> [AUFGABENBESCHREIBUNG]: Gib sämtliche folgenden Einträge wortgetreu und ohne jede Änderung wieder.

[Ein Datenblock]
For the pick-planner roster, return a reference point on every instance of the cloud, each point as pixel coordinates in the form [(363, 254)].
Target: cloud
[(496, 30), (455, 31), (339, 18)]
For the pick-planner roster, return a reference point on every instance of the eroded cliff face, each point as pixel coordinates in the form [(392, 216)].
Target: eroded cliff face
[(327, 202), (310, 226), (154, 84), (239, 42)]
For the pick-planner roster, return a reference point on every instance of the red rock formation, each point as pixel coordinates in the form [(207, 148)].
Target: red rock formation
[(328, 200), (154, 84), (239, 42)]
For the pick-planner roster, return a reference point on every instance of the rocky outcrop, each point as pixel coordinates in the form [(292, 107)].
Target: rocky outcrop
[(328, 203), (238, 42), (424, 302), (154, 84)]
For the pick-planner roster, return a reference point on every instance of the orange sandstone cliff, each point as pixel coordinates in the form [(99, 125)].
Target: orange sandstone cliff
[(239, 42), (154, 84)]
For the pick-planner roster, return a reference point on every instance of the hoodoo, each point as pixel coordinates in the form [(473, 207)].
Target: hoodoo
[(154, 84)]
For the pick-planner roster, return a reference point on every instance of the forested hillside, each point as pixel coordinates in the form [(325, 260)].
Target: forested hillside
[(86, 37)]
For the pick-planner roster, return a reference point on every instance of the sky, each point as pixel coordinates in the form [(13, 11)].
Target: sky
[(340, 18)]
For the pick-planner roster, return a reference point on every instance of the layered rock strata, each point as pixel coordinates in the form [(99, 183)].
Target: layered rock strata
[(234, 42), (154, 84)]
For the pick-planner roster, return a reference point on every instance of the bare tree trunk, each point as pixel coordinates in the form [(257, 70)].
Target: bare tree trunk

> [LÖSUNG DER AUFGABE]:
For the pick-planner roster, return a reference point on every instance of the cloud, each point as pixel coordinates in the form [(363, 254)].
Target: cloud
[(496, 30), (455, 31), (339, 18)]
For the pick-planner roster, return a reference point on every instance of the eroded cliff face, each point as pixel coordinates in the form [(392, 216)].
Target: eroded cliff face
[(327, 202), (310, 226), (154, 84), (239, 42)]
For the pick-planner roster, return a reference point on every instance of the red rock formation, each point as pixel coordinates in the form [(207, 148)].
Target: red rock formation
[(328, 200), (154, 84), (239, 42)]
For the pick-planner roster, return a reference point on every instance of the rocky outcrop, each point as pixel coordinates in the form [(292, 107)].
Target: rocky outcrop
[(328, 203), (238, 42), (424, 302), (154, 84)]
For the pick-planner roster, return a reference point on every instance of the orange sandstone cliff, each point as pixel coordinates in the form [(99, 125)].
Target: orange sandstone cliff
[(239, 42), (154, 84)]
For the pick-planner roster, return a reference point on every instance of the hoodoo, each point as pixel coordinates in the form [(473, 207)].
Target: hoodoo
[(154, 84)]
For the pick-planner roster, return a reference point on every instance of the forested hillside, each point as pixel coordinates in the form [(325, 260)].
Target: forested hillside
[(86, 37)]
For the pick-planner roster, return a reference point on every instance of the sky, each point as pixel coordinates in the form [(13, 11)].
Target: sky
[(340, 18)]
For the pick-planner roster, return a reference point on every instance of the layered rock strata, each point as pixel coordinates in the form [(99, 183)].
Target: layered rock strata
[(234, 42), (154, 84)]
For the pick-planner roster, return a reference point on every instance of the bare tree trunk, each point as pixel coordinates in the form [(257, 70)].
Target: bare tree trunk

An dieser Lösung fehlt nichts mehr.